§ TEXT SHOWN
Putting funds to work
Published in Focus Malaysia on Sep 09, 2016.
Against the backdrop of significant uncertainties in the global economy, the past few years have seen investors struggling in their hunt for yield.
In fact, as the direction of interest rates, especially of the major economies, remains unclear – and with commodity prices remaining volatile – some funds have decided to stay put on the sidelines while awaiting the return of blue skies.
In mid-June, a Bank of America Merrill Lynch report entitled No Bulls on Bear Mountain revealed that funds were amassing their largest cash piles since 2001 as they trimmed their equity holdings to a four-year low.
Its survey of 213 fund managers found that concerns over ramifications from the UK’s vote to leave the European Union (the Brexit effect) and the ability of governments to boost the fragile global economy were the driving force for funds to hoard cash. Super-loose monetary policy was also found to be a cause for concern.
With the path towards Britain’s exit from the EU remaining vague, it is fair to assume that worries still persist. Investors are also wary over how policymakers, notably governments and central banks, can drive a sluggish economy forward.
During the recently concluded G20 Summit in China, leaders of major economies made new commitments towards boosting growth. Still, some analysts remain unconvinced as to how far the governments are willing to stretch their coffers to realise such goals.
A Reuters report quoted a money market strategist as saying “we have a situation where the central banks are the driving force behind growth. They are keeping heads above the water, so to speak. But that is not durable; politics has to step in. Things that will drive the economy are structural reforms, and for that there needs to be consensus [among policymakers].”
Uncertainty drives cautiousness
Fund managers naturally tend to be more cautious during times of uncertainty because they have to prepare for the potential fall in the value of their holdings within the funds that they are managing, according to Fundsupermart Malaysia general manager Wong Weiyi.
“They may also have to deal with higher-than-expected redemptions from clients,” Wong tells FocusM. “As a result, the cautiousness is reflected in the higher than usual holdings in cash.”
While holding higher levels of cash cushions the fall in the performance of the fund relative to the respective benchmark and also helps to deal with redemption needs, not all funds will choose to hold their fire as a result of the uncertainties. Some events which trigger negative sentiment resulting in the fall of stock or asset prices are perceived as opportunities for a cheaper entry point to some investors, suggests Wong.

§ ACTIVITY 1
According to the article on putting funds to work, how many fund managers took part in the Bank of America Merrill Lynch survey?

§ MATERIAL PROVIDED

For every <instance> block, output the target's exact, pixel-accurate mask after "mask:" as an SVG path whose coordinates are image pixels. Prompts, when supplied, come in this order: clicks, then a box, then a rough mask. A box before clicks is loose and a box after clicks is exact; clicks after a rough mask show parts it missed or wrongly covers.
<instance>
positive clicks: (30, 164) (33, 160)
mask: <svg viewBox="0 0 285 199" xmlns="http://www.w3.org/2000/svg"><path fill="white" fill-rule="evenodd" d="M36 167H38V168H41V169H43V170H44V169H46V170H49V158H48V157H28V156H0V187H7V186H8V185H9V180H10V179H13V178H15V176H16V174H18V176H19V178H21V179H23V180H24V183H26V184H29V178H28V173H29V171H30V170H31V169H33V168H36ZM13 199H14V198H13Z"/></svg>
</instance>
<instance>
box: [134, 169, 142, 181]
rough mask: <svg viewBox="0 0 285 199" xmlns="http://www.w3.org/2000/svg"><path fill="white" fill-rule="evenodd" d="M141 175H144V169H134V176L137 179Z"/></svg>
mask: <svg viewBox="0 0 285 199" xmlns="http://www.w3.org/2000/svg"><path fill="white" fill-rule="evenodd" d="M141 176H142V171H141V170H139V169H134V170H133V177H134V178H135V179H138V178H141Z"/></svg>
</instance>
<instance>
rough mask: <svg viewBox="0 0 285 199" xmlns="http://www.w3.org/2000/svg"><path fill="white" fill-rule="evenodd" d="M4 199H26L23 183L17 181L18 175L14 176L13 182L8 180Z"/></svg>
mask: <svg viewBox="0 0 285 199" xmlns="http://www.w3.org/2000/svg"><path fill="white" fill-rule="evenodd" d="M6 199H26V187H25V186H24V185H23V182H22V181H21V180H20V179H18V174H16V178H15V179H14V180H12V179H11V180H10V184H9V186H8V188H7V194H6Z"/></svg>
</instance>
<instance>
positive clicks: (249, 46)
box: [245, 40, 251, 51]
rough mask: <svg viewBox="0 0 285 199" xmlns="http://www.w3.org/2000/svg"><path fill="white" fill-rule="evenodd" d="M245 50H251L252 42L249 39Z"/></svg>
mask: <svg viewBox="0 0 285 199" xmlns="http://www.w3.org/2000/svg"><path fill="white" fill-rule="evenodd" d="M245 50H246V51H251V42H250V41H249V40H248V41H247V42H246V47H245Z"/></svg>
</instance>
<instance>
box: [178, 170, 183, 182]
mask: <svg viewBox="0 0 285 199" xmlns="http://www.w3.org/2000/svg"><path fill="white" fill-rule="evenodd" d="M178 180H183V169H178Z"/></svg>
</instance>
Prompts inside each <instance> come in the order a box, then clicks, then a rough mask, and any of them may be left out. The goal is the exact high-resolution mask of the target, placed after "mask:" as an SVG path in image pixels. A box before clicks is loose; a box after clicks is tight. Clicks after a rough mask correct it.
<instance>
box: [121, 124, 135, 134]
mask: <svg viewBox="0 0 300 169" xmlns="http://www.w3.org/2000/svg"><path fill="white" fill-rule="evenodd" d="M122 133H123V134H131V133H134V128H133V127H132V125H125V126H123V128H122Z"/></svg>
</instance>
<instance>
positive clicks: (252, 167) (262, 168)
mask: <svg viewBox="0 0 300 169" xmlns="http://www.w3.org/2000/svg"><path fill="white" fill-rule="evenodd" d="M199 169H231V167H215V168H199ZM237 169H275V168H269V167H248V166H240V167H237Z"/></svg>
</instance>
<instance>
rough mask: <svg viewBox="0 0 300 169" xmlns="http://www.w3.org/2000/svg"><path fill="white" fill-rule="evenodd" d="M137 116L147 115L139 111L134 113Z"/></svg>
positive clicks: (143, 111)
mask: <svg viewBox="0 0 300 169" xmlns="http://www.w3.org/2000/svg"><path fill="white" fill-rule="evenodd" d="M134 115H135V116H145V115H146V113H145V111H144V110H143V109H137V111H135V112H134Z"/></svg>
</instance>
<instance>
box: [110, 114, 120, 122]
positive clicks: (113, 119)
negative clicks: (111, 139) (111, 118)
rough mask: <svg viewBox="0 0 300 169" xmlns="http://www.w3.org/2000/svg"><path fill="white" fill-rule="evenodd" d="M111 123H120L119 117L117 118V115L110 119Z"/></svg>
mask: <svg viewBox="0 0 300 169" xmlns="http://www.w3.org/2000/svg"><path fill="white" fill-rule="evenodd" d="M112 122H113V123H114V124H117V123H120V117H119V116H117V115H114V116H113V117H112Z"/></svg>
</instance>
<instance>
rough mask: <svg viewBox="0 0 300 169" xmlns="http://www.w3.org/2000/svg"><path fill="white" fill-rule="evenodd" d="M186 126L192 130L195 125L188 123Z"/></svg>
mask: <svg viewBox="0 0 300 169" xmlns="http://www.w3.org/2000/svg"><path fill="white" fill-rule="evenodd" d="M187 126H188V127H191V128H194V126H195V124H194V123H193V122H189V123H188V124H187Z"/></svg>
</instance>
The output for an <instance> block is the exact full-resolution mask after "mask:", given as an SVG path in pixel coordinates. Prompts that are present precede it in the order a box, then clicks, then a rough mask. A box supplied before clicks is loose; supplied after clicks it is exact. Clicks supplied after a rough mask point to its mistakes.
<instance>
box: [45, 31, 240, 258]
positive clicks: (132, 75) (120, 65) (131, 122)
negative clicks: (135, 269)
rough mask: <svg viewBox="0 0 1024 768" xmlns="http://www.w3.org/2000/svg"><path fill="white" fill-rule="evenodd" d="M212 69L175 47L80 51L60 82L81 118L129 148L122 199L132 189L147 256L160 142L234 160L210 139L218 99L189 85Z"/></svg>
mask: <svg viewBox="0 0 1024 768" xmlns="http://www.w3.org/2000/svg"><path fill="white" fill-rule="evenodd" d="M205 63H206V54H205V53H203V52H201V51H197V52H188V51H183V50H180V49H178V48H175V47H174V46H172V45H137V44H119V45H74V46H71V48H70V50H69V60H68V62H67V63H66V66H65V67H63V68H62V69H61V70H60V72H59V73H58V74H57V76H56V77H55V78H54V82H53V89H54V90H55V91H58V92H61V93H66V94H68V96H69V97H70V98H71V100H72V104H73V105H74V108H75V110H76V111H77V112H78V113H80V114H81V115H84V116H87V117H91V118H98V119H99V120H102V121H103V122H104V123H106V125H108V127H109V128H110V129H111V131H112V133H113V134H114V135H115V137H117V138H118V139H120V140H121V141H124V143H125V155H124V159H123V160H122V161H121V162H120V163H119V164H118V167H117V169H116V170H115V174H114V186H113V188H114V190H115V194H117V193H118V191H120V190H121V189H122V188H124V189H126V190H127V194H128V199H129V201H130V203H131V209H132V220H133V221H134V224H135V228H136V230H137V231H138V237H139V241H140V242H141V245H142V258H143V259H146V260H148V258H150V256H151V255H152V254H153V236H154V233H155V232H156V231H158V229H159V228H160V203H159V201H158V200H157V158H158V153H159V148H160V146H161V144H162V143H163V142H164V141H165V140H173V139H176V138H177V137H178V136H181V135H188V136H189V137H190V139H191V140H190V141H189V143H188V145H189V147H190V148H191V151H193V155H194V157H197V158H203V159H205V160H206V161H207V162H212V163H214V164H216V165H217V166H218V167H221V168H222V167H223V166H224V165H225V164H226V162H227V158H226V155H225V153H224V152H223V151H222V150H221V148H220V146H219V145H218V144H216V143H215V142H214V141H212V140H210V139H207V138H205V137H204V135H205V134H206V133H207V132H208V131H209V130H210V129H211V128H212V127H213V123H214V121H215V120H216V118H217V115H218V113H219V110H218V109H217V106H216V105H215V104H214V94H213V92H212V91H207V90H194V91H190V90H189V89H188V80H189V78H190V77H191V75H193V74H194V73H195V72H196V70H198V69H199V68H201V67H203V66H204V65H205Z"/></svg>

§ ACTIVITY 2
Please gather every line of the records that contains the string "positive".

§ EXERCISE RESPONSE 1
213 fund managers.

§ EXERCISE RESPONSE 2
positive clicks: (30, 164) (33, 160)
positive clicks: (249, 46)
positive clicks: (252, 167) (262, 168)
positive clicks: (143, 111)
positive clicks: (113, 119)
positive clicks: (132, 75) (120, 65) (131, 122)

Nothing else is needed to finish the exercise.